(Records from a dataset)
<<<<

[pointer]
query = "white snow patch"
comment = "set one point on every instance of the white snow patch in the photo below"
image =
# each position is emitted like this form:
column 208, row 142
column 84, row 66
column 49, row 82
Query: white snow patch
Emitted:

>>>>

_Task prompt_: Copy every line of the records above without a single change.

_Full response_:
[pointer]
query = "white snow patch"
comment = "set one point on every instance of the white snow patch in the photo below"
image =
# each position is emitted like this form:
column 208, row 142
column 84, row 66
column 49, row 82
Query: white snow patch
Emitted:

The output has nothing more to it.